• [What is needed]:
Below is a listing; return it in full, exactly as it appears.

• [Provided information]:

※ ※ ※

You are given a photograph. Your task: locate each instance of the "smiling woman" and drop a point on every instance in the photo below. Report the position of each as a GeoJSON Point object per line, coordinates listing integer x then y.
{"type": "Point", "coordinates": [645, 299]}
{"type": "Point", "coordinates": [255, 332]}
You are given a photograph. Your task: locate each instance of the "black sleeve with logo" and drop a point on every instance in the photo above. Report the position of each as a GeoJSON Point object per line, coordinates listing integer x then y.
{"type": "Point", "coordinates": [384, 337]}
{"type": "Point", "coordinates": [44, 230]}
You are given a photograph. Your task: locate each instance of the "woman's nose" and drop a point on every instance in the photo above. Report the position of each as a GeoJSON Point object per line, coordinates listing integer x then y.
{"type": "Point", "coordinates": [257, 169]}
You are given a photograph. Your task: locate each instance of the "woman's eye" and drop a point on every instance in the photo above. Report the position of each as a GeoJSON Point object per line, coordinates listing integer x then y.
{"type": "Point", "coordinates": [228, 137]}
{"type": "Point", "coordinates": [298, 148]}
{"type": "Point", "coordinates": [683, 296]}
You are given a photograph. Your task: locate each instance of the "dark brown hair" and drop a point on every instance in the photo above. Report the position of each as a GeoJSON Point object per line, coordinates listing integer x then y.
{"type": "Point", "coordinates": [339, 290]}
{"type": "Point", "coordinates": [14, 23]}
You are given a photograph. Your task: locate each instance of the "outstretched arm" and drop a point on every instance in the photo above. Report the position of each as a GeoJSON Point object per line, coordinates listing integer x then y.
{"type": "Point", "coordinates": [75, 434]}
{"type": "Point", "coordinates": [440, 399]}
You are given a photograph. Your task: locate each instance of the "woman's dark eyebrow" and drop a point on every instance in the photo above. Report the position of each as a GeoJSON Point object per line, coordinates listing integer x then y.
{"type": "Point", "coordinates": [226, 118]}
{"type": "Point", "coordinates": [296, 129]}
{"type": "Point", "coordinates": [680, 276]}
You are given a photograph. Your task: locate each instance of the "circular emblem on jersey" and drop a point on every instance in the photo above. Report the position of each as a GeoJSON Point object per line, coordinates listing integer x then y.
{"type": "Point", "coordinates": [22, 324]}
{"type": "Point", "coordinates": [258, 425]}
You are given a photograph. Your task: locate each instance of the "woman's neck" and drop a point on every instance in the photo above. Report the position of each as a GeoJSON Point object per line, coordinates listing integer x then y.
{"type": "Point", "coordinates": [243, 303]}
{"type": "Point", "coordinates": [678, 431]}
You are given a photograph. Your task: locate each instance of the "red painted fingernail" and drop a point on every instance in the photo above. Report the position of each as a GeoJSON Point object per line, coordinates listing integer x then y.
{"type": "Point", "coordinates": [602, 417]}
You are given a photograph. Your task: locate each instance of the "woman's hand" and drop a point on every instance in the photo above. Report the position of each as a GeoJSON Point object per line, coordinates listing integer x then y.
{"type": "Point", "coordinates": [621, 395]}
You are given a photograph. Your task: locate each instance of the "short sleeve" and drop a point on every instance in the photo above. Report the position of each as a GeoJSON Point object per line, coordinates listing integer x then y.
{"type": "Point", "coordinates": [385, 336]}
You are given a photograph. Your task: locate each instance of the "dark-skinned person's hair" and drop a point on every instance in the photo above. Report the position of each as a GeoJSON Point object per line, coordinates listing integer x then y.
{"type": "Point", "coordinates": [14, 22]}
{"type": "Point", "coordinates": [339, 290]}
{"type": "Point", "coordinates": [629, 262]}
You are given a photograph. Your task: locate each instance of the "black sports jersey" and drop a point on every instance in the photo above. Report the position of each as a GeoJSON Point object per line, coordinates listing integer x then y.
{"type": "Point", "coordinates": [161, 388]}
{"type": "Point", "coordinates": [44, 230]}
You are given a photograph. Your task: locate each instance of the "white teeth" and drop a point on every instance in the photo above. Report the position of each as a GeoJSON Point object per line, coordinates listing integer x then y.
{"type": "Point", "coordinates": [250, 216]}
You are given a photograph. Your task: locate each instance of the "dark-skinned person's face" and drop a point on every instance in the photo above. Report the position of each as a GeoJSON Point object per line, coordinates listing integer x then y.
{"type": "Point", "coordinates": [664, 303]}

※ ※ ※

• [Written reply]:
You are given a photograph. Your task: locate each instance of the "smiling woman" and drop a point on every instance in the photo below. Report the position of each as a GeoJSON Point object per line, coordinates listing integer x then y.
{"type": "Point", "coordinates": [645, 299]}
{"type": "Point", "coordinates": [255, 332]}
You are given a photograph. Your task: locate each instance of the "black sleeve with logo" and drop a point on every instance in the photo above. Report the position of each as a GeoJSON Point object per line, coordinates listing integer x then y.
{"type": "Point", "coordinates": [384, 337]}
{"type": "Point", "coordinates": [44, 230]}
You are given a photograph. Your task: locate each instance of the "woman's nose" and drop a point on every instance in the photo above. Report the position of each as a GeoJSON Point object per line, coordinates listing integer x then y.
{"type": "Point", "coordinates": [257, 169]}
You are given a photograph. Your task: locate each instance of the "woman's eye" and drop a point on every instance in the photo above. Report the position of each as a GeoJSON Point object per line, coordinates listing integer x then y.
{"type": "Point", "coordinates": [228, 137]}
{"type": "Point", "coordinates": [298, 148]}
{"type": "Point", "coordinates": [683, 296]}
You are given a photograph. Your task: locate each instance of the "dark brown hair" and drop a point on every instance in the photo above. Report the position of each as a GeoJSON Point object per line, coordinates listing integer x then y.
{"type": "Point", "coordinates": [339, 290]}
{"type": "Point", "coordinates": [14, 23]}
You are given a photograph. Your task: locate each instance of the "outstretched arm" and drop a point on every instance in the photo above. Report the position of each as a GeoJSON Point object per line, coordinates listing integer x then y.
{"type": "Point", "coordinates": [75, 434]}
{"type": "Point", "coordinates": [440, 399]}
You are given a photograph. Your task: locate each instance of the "woman's dark eyebrow" and drop a point on every instance in the photo above. Report the position of each as a GeoJSON Point object per line, coordinates listing integer x then y.
{"type": "Point", "coordinates": [226, 118]}
{"type": "Point", "coordinates": [296, 129]}
{"type": "Point", "coordinates": [680, 276]}
You are given a photograph. Your task: locate each instance of the "circular emblem on jersey" and drop a point on every instance in the photo above. Report the position of each as a GeoJSON Point object per line, coordinates listing integer x then y.
{"type": "Point", "coordinates": [22, 324]}
{"type": "Point", "coordinates": [258, 425]}
You are given a photograph. Your task: locate each instance of the "woman's neck" and drop a point on every instance in the photo above. Report the position of each as a GeoJSON Point object per line, coordinates listing integer x then y.
{"type": "Point", "coordinates": [243, 303]}
{"type": "Point", "coordinates": [678, 431]}
You are given a photograph. Your task: locate each instance of the "red painted fingernail" and drop a point on every instance in the photo above. Report the position of each as a GeoJSON Point object per line, coordinates listing integer x then y.
{"type": "Point", "coordinates": [602, 417]}
You are given a photograph. Your task: locate each instance of the "woman's hand" and drop a point on every instance in the photo above. Report the position of each as a GeoJSON Point object per line, coordinates listing integer x then y.
{"type": "Point", "coordinates": [621, 395]}
You are given a photograph. Your task: locate each instance of the "short sleeve" and drop a point on every instance in the photo above. Report the position of each as a GeoJSON Point object per line, coordinates listing integer x then y.
{"type": "Point", "coordinates": [385, 336]}
You are given a photograph. Your task: locate each instance of the "dark-skinned person's hair" and drop a point on every instance in the photo above. Report the position of each as a GeoJSON Point object per line, coordinates listing integer x then y.
{"type": "Point", "coordinates": [14, 22]}
{"type": "Point", "coordinates": [339, 290]}
{"type": "Point", "coordinates": [629, 262]}
You are given a photograph. Your task: locate each instance of the "black sports jersey" and drop a point on every instance in the photo above. Report the position of each as a GeoJSON Point object per line, coordinates listing integer x then y.
{"type": "Point", "coordinates": [161, 388]}
{"type": "Point", "coordinates": [44, 230]}
You are given a photograph. Your task: locate each instance of the "white teeth" and drop a point on every instance in the photo above. Report the position of each as a GeoJSON Point object per line, coordinates listing integer x then y.
{"type": "Point", "coordinates": [250, 216]}
You are given a photograph. Your task: locate each instance of the "dark-skinned person's face" and drop a point on every instance in the photo above. Report the position of each as a GeoJSON Point object per line, coordinates listing integer x then y.
{"type": "Point", "coordinates": [664, 303]}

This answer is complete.